▶ [WHAT TO DO]
A: Rewrite the stretch of the Aleutian earthquake text from "I include some" through "this magmatic arc.", putting "North American plate" in place of "North America plate".
B: Carry the Aleutian earthquake text forward, starting right after its last sentence.

Possibly the most significant earthquake was the 1957 Andreanof Islands M 8.6 Great (M ≥ 8.0) earthquake, though the 1986 M 8.0 Great earthquake is also quite significant. As was the 1996 M 7.9 and 2003 M 7.8 earthquakes. Lest we forget smaller earthquakes, like the 2007 M 7.2. So many earthquakes, so little time.

I include some earthquakes along this plate boundary system that are also interesting as they reveal how the plate boundary changes along strike, and how the margins of the plate boundary (e.g. the western and eastern termini) behave.

The M 6.6 (now M 6.5) earthquake is the result of north-northwest compression from the subduction of the Pacific plate underneath the North America plate to the north.

The majority of the Aleutian Islands are volcanic arc islands formed as a result of the subduction of the Pacific plate beneath the North America plate. As the oceanic crust subducts, the water in the rock tends is released into the overlying mantle, leading to magma formation. This magma is less dense and rises to form volcanoes that comprise this magmatic arc.

This and other earthquakes have occurred in the region of the subduction zone west of where the Adak fracture zone is aligned. Further to the east is the Amlia fracture zone. The Amlia fracture zone is a left lateral strike slip oriented fracture zone, which displaces crust of unequal age, beneath the megathrust. The difference in age results in a variety of factors that may contribute to differences in fault stress across the fracture zone (buoyancy, thermal properties, etc). For example, older crust is colder and denser, so it sinks lower into the mantle and exerts a different tectonic force upon the overriding plate.

To the west, there is another subduction zone along the Kuril and Kamchatka volcanic arcs. These subduction zones form deep sea trenches (the deepest parts of the ocean are in subduction zone trenches). Between these 2 subduction zones is another linear trough, but this does not denote the location of a subduction zone. The plate boundary between the Kamchatka and Aleutian trenches is the Bering Kresla shear zone (BKSZ). Below I present some earthquake reports that help explain the western terminus of the Aleutian subduction zone.

▶ [DATA PROVIDED]
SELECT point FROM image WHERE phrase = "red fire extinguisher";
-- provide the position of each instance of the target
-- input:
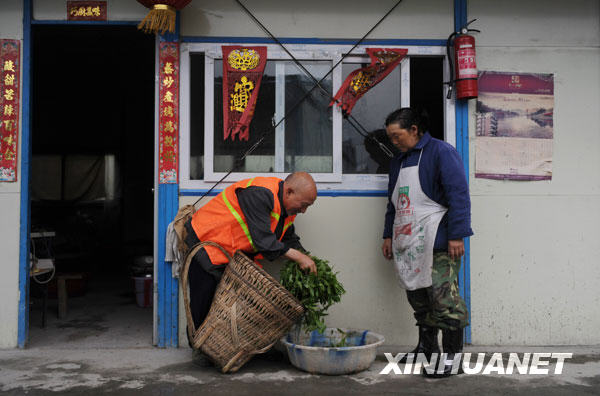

▶ [ANSWER LIST]
A:
I include some earthquakes along this plate boundary system that are also interesting as they reveal how the plate boundary changes along strike, and how the margins of the plate boundary (e.g. the western and eastern termini) behave.

The M 6.6 (now M 6.5) earthquake is the result of north-northwest compression from the subduction of the Pacific plate underneath the North American plate to the north.

The majority of the Aleutian Islands are volcanic arc islands formed as a result of the subduction of the Pacific plate beneath the North American plate. As the oceanic crust subducts, the water in the rock tends is released into the overlying mantle, leading to magma formation. This magma is less dense and rises to form volcanoes that comprise this magmatic arc.

B:
This earthquake sequence is unrelated to the earthquakes in northern Alaska earlier this week. Here is my report for that sequence.
There was also a sequence (that is still experiencing aftershocks) in the Gulf of Alaska. Here is my main report (there were updates) for this Gulf of Alaska earthquake.

Below is my interpretive poster for this earthquake

I plot the seismicity from the past month, with color representing depth and diameter representing magnitude (see legend). I include earthquake epicenters from 1918-2018 with magnitudes M ≥ 3.0 in one version.
I plot the USGS fault plane solutions (moment tensors in blue and focal mechanisms in orange), in addition to some relevant historic earthquakes.
Mechanisms for historic earthquakes that come from publications other than the USGS fault plane solutions include the 1957 M 8.7 (Brown et al., 2013), the 1965 M 8.7 (Stauyder, 1968), and the 1965 M 7.6 earthquakes (Abe, 1972).

  • I placed a moment tensor / focal mechanism legend on the poster. There is more material from the USGS web sites about moment tensors and focal mechanisms (the beach ball symbols). Both moment tensors and focal mechanisms are solutions to seismologic data that reveal two possible interpretations for fault orientation and sense of motion. One must use other information, like the regional tectonics, to interpret which of the two possibilities is more likely.
  • I also include the shaking intensity contours on the map. These use the Modified Mercalli Intensity Scale (MMI; see the legend on the map). This is based upon a computer model estimate of ground motions, different from the “Did You Feel It?” estimate of ground motions that is actually based on real observations. The MMI is a qualitative measure of shaking intensity. More on the MMI scale can be found here and here. This is based upon a computer model estimate of ground motions, different from the “Did You Feel It?” estimate of ground motions that is actually based on real observations.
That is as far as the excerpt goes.